-- START Excerpt to read --
The new section 194Q along with 206AA and 206 AB(I) has caused new headache for the tax heads across corporate India.

The government has placed controls on the flow of money across the economy through these new sections. Service industry being well equipped to deal the TDS issues but the manufacturing and trade sectors will struggle with the new rules being announced.

There has been a sense of caution in finance departments of the companies as

  • How to comply with these new sections?
  • What are the focus areas before compliances?

And, once the compliance is done on the TDS payable side, what will be course of action for the accounting of the TDS and TCS receivable for the business?

This problem can be stated from three perspectives, which needs improvement before companies can comply with the changes brought by the Government:

  • Implementing the TDS deduction on the entire Profit and Loss
  • Determination of TDS vs TCS on a particular transaction
  • Accounting for the TDS and TCS receivable as a blocked working capital

 1.  Implementing the TDS deductions on the entire profit and loss

There are many ifs and buts in the implementation of the new provisions as:

a. If the vendor has not filled its returns in past 2 years, then the rate is different for the TDS.

b.  If the vendor has complied then the rate is the usual rate of TDS.

c. Vendor is not complied in the first month but has come back with its certificate of compliance for returns in the later period.

d. Vendor complied with the tax returns rules in the beginning but failed to file the return in the later period.

e. Vendor has just started its business, then the 2 years rule shall be at a later stage.

f. Vendor has changed the PAN / Merged or got acquired, then the tax records need to be updated again.

g. Vendors need to mapped to each and every expense / purchase line item of the profit and loss account.

The businesses have to implement a vendor master in their system or a new system where they need to maintain the history of each of vendor before making any payments / credits to such vendors. The SAPs and Oracles of the world would need customization (which is an expensive affair) or the good old excels will come in handy for the business but the same shall not be able to accommodate the volume of data of corporate India. This leads to a requirement of technology solution which can plug into the legacy ERPs of the companies and maintain these details in an efficient manner.

“Unless a business implements an efficient solution to these issues, the finance departments of companies will be heavily overburdened with work”

All the above becomes the pre-requisites before any business can implement the new rules.
-- END Excerpt to read --
• Actions to take:
A) Summarize the article on the new TDS sections in two sentences.
B) Continue the article on the new TDS sections, beginning after its final sentence.
The rows that come next are separate material, unconnected to the article on the new TDS sections.
-- START Data rows --
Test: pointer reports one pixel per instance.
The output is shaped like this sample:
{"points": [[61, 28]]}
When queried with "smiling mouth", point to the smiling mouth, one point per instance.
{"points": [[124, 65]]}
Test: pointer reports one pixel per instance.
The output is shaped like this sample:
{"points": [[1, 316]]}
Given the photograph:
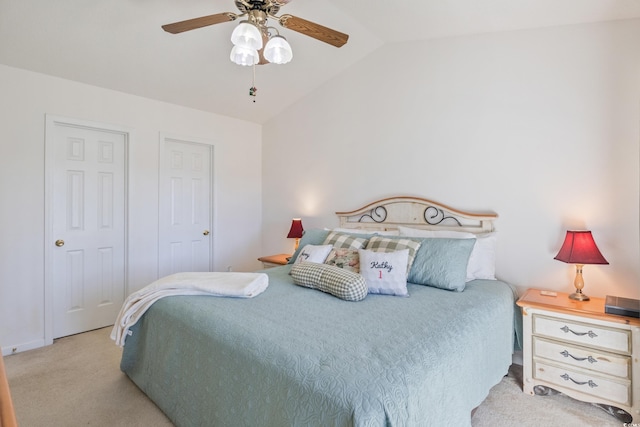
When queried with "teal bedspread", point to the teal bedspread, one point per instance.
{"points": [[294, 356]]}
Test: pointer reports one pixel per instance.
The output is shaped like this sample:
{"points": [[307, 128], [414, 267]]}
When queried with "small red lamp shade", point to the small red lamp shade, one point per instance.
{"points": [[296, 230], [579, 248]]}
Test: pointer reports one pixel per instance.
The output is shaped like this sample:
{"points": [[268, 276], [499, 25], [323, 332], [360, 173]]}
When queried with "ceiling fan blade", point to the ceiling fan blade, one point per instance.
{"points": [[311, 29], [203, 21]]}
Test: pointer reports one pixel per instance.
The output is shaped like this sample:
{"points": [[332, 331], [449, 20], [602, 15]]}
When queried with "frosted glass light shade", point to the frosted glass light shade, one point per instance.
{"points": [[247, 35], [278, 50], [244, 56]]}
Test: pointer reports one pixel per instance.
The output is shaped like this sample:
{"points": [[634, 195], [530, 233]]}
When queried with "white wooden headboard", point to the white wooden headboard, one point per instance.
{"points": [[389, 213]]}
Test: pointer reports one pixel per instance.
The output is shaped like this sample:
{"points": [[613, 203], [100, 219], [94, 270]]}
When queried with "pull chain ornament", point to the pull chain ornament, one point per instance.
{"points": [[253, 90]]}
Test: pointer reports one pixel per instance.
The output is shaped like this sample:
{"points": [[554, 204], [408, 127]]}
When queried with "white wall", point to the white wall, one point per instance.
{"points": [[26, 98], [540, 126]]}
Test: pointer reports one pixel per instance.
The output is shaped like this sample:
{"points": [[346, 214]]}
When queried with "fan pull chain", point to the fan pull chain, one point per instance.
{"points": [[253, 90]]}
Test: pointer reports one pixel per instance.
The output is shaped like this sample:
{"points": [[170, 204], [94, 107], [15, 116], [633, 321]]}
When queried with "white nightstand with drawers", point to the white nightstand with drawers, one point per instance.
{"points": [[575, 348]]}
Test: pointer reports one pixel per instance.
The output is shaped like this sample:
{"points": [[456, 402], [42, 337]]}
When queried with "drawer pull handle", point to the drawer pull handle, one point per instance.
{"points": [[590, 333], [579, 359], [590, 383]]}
-- END Data rows --
-- START Data rows --
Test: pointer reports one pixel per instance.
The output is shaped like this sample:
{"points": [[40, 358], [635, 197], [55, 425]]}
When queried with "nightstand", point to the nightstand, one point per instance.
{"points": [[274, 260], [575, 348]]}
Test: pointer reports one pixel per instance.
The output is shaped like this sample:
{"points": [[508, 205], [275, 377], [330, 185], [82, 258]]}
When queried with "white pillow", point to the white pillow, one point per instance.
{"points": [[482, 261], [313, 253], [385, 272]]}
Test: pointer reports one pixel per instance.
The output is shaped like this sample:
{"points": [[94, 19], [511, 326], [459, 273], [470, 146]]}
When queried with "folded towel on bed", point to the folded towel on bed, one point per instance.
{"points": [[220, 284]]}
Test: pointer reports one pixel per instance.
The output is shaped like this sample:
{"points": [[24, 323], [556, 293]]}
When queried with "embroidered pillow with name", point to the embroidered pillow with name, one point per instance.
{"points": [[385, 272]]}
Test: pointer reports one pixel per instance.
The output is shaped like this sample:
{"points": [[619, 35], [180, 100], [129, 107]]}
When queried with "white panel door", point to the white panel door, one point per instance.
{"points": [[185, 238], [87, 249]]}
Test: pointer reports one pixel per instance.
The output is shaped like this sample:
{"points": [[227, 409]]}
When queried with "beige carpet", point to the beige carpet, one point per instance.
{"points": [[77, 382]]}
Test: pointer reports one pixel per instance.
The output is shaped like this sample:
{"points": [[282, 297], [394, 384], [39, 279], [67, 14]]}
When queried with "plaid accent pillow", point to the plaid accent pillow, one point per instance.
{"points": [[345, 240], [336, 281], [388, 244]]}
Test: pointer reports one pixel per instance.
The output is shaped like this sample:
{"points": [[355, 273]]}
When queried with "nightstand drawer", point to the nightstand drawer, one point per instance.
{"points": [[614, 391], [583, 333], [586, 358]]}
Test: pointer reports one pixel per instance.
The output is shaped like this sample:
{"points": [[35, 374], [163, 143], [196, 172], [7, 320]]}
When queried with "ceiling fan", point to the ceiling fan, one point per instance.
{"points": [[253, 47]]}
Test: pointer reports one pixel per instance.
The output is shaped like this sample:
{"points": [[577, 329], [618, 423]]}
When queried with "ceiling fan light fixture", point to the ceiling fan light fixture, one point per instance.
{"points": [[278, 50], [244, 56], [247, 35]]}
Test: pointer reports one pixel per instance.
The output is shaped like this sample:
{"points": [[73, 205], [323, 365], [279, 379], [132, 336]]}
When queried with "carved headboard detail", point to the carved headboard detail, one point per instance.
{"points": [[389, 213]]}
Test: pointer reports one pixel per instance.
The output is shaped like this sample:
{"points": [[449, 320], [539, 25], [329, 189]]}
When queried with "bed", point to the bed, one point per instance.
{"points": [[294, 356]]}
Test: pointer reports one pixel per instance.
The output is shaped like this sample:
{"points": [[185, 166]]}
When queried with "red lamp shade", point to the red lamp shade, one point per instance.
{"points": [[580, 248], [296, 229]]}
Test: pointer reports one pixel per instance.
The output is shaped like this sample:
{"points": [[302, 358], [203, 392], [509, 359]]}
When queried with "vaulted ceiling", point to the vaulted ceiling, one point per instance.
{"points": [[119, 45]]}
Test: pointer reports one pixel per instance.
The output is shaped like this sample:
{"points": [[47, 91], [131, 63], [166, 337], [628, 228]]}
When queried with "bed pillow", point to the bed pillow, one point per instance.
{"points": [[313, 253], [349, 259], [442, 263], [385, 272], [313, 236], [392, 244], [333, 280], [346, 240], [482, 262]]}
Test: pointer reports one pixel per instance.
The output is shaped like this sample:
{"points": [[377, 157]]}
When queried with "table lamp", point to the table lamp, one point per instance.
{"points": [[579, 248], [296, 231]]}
-- END Data rows --
• Responses for each task:
A) Sections 194Q, 206AA and 206AB(I) have created a new headache for tax heads across corporate India, and the manufacturing and trade sectors are expected to struggle with them more than the service industry. Before complying, businesses must keep a vendor master that records each vendor's return-filing history in many situations, and this calls for a technology solution that plugs into legacy ERPs, because customizing them is expensive and spreadsheets cannot handle the volume of data.

B)
2.  Determination of TDS vs TCS on a particular transaction:

Other than the earlier sections of the TDS compliance the new sections 194Q and 206C 1H have interesting cross over where at the time of receiving money (advance) it is not clear as whether the payer has deducted TDS under 194Q or not. If yes, then the accounting for such deduction needs to account for, whereas if the payor has not deducted then receiver has to collect TCS per the 2nd proviso of 206C 1H. However, there is significant time lapse between the receipt of such money and the actual status check on the same from the new rules’ perspective.

As a matter of prudence, it is better to assume that the TDS have not been deducted and comply with TCS but that is not very effective as there will be additional working capital investment in such case and increased follow-ups on the same.

On the hand, assuming that the 194Q has been complied by the payor of the money is also risky as the case maybe different than the assumption and the additional interest and penalty for late compliance of TCS shall be cost for the businesses.

Solution to this issue lies in the AR / Sales reconciliation of the business. As soon as there is a money received in the account in a particular month, the first thing should happen is a sales register reconciliation with the AR register.

Following such, shall result into either mapping of the receipts with the invoices or the booking of advance payments. This summary is then to be communicated to the customer / payors along with the estimated break-up of the payment and confirmation be taken from the payor on the same.

Timely reporting to customers shall ensure that the books reconcile with the customers/ payors and the confirmations shall help in classification of the transactions as TDS u/s 194Q complied and the remaining that are required to be complied as TCS u/s 206C 1H.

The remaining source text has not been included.